_WHAT IS EXPECTED_. Pick out every line below that contains the word "wheel", and copy each of those lines in full.

>> Begin

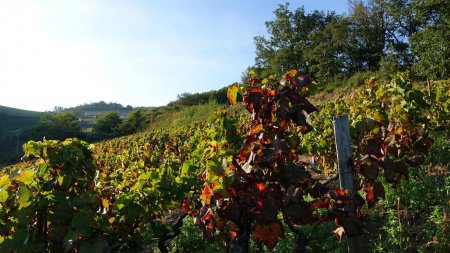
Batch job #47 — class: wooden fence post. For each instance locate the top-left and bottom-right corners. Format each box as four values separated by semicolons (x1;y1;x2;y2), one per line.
333;115;363;253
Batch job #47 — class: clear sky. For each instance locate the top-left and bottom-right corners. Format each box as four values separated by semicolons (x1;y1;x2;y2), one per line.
0;0;348;111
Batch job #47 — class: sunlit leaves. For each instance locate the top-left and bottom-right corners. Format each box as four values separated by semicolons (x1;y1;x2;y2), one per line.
227;84;239;105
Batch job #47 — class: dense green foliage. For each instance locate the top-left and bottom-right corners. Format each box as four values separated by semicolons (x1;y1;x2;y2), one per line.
0;72;450;252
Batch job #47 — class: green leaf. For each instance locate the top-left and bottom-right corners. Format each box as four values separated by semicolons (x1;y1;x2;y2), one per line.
227;83;239;105
0;175;11;189
17;170;36;185
17;186;32;208
0;187;9;203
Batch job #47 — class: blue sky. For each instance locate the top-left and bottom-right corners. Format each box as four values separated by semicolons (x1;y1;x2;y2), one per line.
0;0;348;111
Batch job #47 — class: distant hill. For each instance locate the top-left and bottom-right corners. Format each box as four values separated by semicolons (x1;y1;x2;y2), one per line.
0;105;41;140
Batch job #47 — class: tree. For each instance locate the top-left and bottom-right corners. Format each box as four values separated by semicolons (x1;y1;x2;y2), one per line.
253;4;335;77
121;109;147;134
94;112;122;136
409;0;450;79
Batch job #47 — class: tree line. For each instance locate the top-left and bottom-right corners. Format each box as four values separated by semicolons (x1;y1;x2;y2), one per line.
243;0;450;84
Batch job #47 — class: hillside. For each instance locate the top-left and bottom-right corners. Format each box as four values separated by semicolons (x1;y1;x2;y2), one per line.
0;105;40;140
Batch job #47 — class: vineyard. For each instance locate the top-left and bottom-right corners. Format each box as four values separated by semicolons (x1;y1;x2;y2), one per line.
0;71;450;253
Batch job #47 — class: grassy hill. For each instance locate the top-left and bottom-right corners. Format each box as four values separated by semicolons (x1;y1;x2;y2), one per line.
0;106;41;140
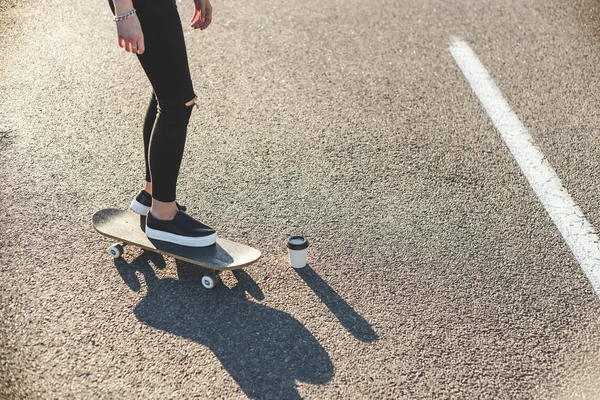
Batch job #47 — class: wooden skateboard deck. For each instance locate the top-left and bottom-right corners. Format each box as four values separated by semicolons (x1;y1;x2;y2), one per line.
92;208;261;286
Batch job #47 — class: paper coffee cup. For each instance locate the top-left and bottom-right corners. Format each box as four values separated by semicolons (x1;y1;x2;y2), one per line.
286;236;308;269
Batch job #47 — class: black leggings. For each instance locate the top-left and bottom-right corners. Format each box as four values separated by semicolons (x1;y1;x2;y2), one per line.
109;0;196;202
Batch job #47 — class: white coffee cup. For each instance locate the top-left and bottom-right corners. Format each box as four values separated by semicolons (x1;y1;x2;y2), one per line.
286;236;308;269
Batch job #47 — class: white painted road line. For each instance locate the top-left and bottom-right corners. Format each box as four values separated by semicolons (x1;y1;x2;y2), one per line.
450;39;600;296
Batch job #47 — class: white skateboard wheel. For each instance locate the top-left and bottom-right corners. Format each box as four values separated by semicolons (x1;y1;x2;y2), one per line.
108;244;123;258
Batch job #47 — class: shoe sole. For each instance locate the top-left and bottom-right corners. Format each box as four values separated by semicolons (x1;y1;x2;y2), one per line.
146;226;217;247
129;199;150;215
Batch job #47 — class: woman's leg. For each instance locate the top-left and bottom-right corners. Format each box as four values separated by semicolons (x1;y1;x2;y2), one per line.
144;92;158;194
135;0;195;219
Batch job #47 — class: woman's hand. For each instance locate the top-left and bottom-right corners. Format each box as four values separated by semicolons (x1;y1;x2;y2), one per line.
191;0;212;31
117;15;145;54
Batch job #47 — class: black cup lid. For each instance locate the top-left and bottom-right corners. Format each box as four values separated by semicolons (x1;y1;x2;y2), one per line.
286;236;308;250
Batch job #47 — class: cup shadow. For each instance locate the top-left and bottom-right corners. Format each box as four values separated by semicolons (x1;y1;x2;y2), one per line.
115;252;333;399
294;264;379;343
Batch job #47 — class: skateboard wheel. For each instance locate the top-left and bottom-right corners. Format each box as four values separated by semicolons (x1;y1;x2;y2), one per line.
202;275;220;289
108;244;123;258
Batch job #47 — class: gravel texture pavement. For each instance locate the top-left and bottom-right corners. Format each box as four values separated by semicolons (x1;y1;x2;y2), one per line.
0;0;600;399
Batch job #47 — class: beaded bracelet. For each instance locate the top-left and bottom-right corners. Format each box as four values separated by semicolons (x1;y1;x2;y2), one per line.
114;8;136;22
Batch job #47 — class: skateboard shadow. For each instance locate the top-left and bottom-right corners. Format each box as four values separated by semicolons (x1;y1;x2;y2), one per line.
116;253;333;399
295;265;379;342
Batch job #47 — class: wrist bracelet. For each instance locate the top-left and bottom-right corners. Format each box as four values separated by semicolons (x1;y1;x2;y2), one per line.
114;8;136;22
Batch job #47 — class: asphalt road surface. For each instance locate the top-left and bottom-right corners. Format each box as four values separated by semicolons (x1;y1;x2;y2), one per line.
0;0;600;399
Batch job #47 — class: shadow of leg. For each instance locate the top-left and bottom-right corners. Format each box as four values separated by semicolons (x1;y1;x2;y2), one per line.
295;265;379;342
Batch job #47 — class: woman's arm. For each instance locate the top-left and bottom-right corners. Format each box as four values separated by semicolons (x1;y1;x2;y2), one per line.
191;0;212;30
112;0;145;54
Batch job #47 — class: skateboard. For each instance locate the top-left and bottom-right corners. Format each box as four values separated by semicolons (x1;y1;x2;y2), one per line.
92;208;261;289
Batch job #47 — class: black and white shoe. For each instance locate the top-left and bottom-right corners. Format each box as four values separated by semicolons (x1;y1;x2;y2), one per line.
129;189;187;215
146;211;217;247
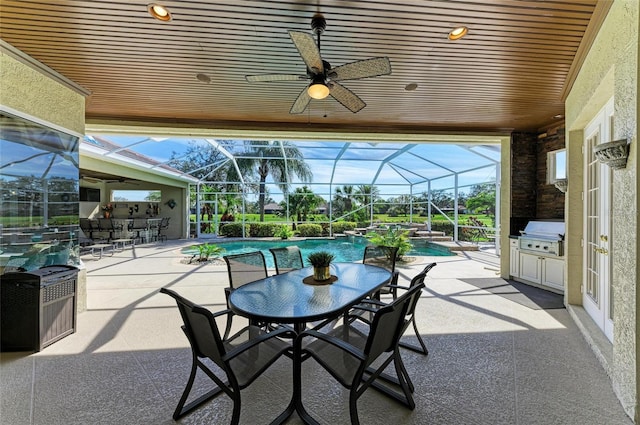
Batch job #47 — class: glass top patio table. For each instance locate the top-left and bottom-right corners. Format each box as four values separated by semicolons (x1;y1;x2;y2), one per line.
229;263;391;325
229;263;391;425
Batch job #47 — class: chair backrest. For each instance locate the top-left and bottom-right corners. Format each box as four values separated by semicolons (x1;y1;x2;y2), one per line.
362;245;398;273
80;218;98;232
403;263;436;326
364;282;424;366
222;251;268;289
131;218;149;230
409;263;437;287
98;218;115;231
269;245;304;274
160;288;225;368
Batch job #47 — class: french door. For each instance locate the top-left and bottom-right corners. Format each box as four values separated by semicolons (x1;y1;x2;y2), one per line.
582;99;613;342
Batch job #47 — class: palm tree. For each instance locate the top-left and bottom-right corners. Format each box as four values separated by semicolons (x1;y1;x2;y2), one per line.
333;185;356;215
243;141;313;221
356;184;380;217
289;186;323;225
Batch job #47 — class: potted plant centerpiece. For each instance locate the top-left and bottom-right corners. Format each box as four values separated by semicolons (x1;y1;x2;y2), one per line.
307;251;334;281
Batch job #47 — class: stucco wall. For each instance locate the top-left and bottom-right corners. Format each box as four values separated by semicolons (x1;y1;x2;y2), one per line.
566;0;640;423
0;50;87;311
0;46;85;134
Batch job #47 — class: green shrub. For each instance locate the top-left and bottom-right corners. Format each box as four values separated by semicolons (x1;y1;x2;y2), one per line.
366;228;413;258
431;221;453;236
273;224;293;239
249;223;281;238
220;223;250;238
333;221;357;233
296;224;322;237
194;243;224;261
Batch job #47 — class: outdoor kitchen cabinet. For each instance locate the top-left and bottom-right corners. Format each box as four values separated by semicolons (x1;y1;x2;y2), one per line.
518;251;564;291
509;239;520;277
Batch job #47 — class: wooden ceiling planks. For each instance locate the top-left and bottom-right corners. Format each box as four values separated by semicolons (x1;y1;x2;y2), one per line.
0;0;606;132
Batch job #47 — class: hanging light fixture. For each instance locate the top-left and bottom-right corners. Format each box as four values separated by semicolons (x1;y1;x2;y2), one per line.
147;3;171;22
307;75;329;99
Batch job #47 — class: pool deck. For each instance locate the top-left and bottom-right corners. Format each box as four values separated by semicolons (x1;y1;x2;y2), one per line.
0;239;633;425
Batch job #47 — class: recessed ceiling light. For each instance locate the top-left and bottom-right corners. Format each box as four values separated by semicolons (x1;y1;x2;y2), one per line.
196;74;211;84
147;3;171;22
449;27;469;40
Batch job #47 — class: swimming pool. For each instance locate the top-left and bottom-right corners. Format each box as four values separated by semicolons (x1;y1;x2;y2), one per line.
182;237;455;268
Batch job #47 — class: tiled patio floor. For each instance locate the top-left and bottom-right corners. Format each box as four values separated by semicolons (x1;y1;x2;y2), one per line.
0;241;632;425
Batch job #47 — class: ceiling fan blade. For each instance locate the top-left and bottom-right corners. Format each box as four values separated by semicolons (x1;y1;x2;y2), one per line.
289;30;324;74
244;74;309;83
289;87;311;114
329;81;367;114
328;56;391;81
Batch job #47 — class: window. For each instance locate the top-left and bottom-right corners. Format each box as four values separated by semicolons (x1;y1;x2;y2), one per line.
547;149;567;184
0;112;79;273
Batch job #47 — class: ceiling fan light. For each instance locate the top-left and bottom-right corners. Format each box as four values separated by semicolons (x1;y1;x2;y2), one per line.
307;82;329;100
147;3;171;22
448;26;469;40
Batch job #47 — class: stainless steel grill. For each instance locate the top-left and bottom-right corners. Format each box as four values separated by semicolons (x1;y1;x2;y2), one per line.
518;221;565;257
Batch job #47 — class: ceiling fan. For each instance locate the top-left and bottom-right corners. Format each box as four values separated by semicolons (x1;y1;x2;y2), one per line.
245;13;391;114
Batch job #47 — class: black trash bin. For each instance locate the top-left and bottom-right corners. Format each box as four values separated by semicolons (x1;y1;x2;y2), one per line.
0;265;78;351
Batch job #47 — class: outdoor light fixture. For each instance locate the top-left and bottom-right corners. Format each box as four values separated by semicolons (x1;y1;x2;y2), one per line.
448;27;469;40
147;3;171;22
307;75;329;99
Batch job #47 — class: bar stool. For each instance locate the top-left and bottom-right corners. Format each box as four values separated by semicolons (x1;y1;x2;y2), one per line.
129;218;149;243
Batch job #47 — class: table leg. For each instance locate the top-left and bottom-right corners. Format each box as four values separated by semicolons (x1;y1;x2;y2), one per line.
271;323;320;425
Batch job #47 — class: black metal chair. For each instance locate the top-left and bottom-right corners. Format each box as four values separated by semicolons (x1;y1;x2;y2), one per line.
349;263;436;356
362;245;398;299
80;218;100;239
294;284;424;425
222;251;268;338
160;288;291;425
98;218;123;241
129;218;149;243
269;245;304;274
156;217;171;242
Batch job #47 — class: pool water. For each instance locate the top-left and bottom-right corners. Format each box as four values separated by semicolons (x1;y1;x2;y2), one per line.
182;237;454;268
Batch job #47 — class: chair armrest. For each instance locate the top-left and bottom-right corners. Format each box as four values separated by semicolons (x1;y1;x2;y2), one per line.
386;285;409;291
299;329;366;361
211;308;235;318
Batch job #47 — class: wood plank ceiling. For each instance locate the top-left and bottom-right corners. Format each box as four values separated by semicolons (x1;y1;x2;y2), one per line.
0;0;608;133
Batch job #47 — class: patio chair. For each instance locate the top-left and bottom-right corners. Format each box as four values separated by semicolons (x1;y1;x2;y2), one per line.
80;218;100;239
156;217;171;242
362;245;398;299
349;263;436;356
98;218;124;241
222;251;268;339
295;284;424;424
269;245;304;274
160;288;290;425
129;218;149;243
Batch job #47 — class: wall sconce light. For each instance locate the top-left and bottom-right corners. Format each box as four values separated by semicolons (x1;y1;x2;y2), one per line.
593;139;629;170
554;179;568;193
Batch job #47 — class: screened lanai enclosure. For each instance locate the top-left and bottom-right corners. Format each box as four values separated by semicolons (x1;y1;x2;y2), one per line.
86;135;500;245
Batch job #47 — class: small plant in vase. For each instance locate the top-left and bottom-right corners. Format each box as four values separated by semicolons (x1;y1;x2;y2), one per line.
307;251;335;281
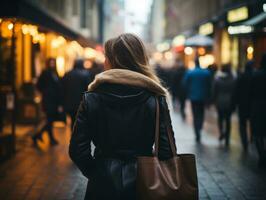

>> End

_TASK RESULT_.
Batch job #47 — class: white skateboard wheel. For each instance locate the top-left and bottom-right corners. Format each box as four values separated by semicolons (x1;y1;x2;y2), one per line.
Batch job #47 — class: skateboard wheel. For each instance locate the top-left and bottom-right corners. Format each box as four values separated by semicolons (x1;y1;x2;y2), one per line.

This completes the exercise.